→ **WORK REQUIRED**:
What you return must match the records word for word.

Point localization data:
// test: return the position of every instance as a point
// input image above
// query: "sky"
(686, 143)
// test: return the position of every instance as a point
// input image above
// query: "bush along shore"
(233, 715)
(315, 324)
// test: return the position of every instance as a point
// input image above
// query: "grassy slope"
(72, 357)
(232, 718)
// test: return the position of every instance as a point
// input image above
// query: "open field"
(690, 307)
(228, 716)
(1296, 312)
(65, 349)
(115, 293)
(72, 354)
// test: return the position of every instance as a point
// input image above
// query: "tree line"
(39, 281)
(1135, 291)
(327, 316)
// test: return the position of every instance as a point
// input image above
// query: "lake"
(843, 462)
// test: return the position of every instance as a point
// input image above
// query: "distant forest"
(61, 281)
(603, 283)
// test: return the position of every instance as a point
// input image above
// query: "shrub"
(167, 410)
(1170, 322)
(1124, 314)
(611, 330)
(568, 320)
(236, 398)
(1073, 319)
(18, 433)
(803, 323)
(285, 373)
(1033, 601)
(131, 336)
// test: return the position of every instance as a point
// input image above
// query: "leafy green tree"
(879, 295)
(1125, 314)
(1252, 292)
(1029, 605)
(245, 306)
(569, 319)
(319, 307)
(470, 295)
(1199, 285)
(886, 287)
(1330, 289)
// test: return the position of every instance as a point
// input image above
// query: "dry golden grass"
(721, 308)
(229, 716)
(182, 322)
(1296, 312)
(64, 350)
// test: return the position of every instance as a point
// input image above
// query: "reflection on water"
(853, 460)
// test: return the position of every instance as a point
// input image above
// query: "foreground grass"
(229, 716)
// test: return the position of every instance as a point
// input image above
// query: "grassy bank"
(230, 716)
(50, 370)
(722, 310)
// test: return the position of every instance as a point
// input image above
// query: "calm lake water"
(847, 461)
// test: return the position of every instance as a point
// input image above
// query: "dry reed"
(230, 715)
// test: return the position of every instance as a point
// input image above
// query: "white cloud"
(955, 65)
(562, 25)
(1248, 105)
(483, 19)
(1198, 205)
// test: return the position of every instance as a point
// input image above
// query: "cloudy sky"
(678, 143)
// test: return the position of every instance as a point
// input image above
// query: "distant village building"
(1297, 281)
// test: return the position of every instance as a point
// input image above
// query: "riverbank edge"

→ **RESPONSE FOR THIS EXERCISE**:
// test: return the position of every instance as a point
// input image above
// query: "sky"
(686, 143)
// test: return the position of every instance as a point
// input image above
// query: "bush along shore"
(233, 715)
(315, 324)
// test: return the position of every instance as a point
// input image above
// query: "grassy slope"
(72, 357)
(232, 718)
// test: return the position of every instance as a point
// input image above
// query: "open field"
(690, 307)
(228, 716)
(1296, 312)
(65, 349)
(115, 293)
(72, 354)
// test: return the position of every instance as a point
// input image above
// query: "tree line"
(39, 281)
(1135, 291)
(327, 316)
// test: return the position of every instance as a point
// input image above
// query: "lake"
(843, 462)
// test: return the position of every instance as a point
// input image above
// query: "distant forest"
(61, 281)
(603, 283)
// test: return the position of every instance as a point
// input image above
// query: "shrub"
(167, 410)
(1170, 322)
(1124, 314)
(611, 330)
(568, 320)
(236, 398)
(1073, 319)
(18, 433)
(803, 323)
(285, 373)
(1033, 601)
(131, 336)
// test: return the position of every instance as a point
// input image above
// query: "leafy green tree"
(879, 295)
(1125, 314)
(1252, 292)
(1029, 605)
(245, 306)
(569, 319)
(319, 307)
(470, 295)
(1199, 285)
(886, 287)
(1330, 289)
// test: return the position of every instance as a point
// input image above
// query: "dry golden grass"
(721, 308)
(229, 716)
(182, 322)
(1296, 312)
(64, 350)
// test: return the position of every instance as a point
// input image above
// query: "reflection on water"
(853, 460)
// test: return the position of every instance as a point
// input image above
// query: "foreground grass"
(229, 716)
// test: return the position of every instance as a point
// input image above
// query: "grassy bank"
(230, 716)
(50, 370)
(722, 310)
// test: return the position of every instance as a point
// input image above
// query: "calm lake water"
(847, 461)
// test: return the position of every instance as a point
// input image above
// query: "dry reed"
(230, 715)
// test: return the position of every instance as a point
// input image above
// query: "white cloud"
(955, 65)
(562, 25)
(1248, 105)
(483, 19)
(1198, 205)
// test: return the position of every instance as a point
// input image above
// query: "cloudy sky"
(678, 143)
// test: return the position of every instance as a point
// input image above
// query: "distant village building"
(1297, 281)
// test: return the position of every instance as a point
// input image above
// query: "riverbank edge"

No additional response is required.